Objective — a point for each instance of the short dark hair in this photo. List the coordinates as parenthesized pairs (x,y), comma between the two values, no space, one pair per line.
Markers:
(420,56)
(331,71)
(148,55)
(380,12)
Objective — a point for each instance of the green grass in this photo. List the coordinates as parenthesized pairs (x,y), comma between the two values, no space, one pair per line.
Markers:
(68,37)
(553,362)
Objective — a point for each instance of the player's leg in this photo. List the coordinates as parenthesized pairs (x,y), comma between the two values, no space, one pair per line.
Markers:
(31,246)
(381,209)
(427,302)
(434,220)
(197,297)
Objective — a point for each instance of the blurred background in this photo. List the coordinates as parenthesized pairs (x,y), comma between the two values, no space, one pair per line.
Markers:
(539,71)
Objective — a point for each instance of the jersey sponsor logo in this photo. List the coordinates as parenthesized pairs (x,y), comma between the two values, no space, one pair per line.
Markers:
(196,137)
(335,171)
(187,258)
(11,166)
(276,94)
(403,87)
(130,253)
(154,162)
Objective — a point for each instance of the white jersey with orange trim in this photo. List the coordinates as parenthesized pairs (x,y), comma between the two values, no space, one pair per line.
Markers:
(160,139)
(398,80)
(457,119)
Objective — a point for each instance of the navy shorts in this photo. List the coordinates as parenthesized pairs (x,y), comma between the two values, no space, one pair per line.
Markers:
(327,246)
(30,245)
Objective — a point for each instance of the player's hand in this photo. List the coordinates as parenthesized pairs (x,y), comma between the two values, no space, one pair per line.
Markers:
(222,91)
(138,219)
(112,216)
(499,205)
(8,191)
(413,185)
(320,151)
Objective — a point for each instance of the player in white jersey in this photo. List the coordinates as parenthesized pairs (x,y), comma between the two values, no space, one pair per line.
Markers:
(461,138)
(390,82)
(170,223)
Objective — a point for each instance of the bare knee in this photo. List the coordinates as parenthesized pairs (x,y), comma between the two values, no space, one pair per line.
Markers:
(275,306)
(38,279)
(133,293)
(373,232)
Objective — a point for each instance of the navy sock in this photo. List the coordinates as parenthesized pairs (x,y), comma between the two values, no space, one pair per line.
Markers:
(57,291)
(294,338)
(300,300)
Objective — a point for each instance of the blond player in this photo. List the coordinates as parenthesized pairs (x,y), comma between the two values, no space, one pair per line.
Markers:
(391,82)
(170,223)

──────────────────────────────

#### Problem to work on
Please return every line of the entries above unchanged, from the first objective through the final marker.

#### Output
Objective — a point for each instance of the short dark hair in this photo. List the coordinates as parenthesized pairs (x,y), comma between the two values, no space, one pair per line.
Markers:
(420,56)
(331,71)
(148,55)
(380,12)
Objective — a point for each instance of the green grass in this photo. List the coordinates as parenthesized pairs (x,y), comma between the two values, no space, one pair per line.
Markers:
(68,37)
(553,362)
Objective — a point for each instance of the player's leg in this photo. List the coordinates as parenthesized pairs (x,y), comma between the two values, no space, one pair per line.
Markers:
(31,246)
(381,209)
(427,302)
(434,220)
(197,297)
Objective — a point for each instance of the blurred background in this photo. List the coordinates as parenthesized pairs (x,y), comma between the two values, no space, one pair per line.
Markers:
(539,71)
Objective — a point for each instance of the jersey sponsor logo in this photo. List the coordinates as parenthesized pairs (x,y), comma between the two values, no space, one pair per line.
Markers:
(196,137)
(335,171)
(187,258)
(11,166)
(276,94)
(403,87)
(130,253)
(154,162)
Objective — a point for each instance of the white jersey with orange trim in this photo. List the coordinates as parenthesized pairs (x,y), comma between the two values, no space, one pair per line.
Markers:
(160,139)
(398,80)
(457,119)
Objective — a point for each instance of the navy shorts in this photo. List the coordinates as parenthesized pairs (x,y), comma between the two values, no space, one pair per line.
Markers:
(327,246)
(30,245)
Objective — a point for each instance of the player's hand in this photo. List the coordinates as parenthesized pairs (x,y), comma between the two values, no space, one pair per line.
Markers:
(222,91)
(138,219)
(112,216)
(499,205)
(8,191)
(413,185)
(320,151)
Objective — a point for each instance of the player in white jersey in this photo. List the coordinates as parenthesized pairs (x,y), comma between the two values, no space, one pair per line.
Markers:
(461,138)
(390,82)
(170,223)
Objective — a point for each instance of the bare knee in this photo. List the coordinates as parenthesized pairs (x,y), comma between the two values, no space, one pair per line.
Markers:
(275,306)
(38,279)
(133,293)
(373,232)
Objective — a point for each instance of the navy sock in this photo. List the coordinates as parenthesized pairs (x,y), comma between the two values, no space, one pair per line.
Markers:
(57,291)
(294,338)
(300,300)
Objective — a point for each instance of the blond player in this photo. List the coordinates as parenthesized pairs (x,y), comma between the two values, no space, one pair per line.
Markers:
(391,82)
(170,223)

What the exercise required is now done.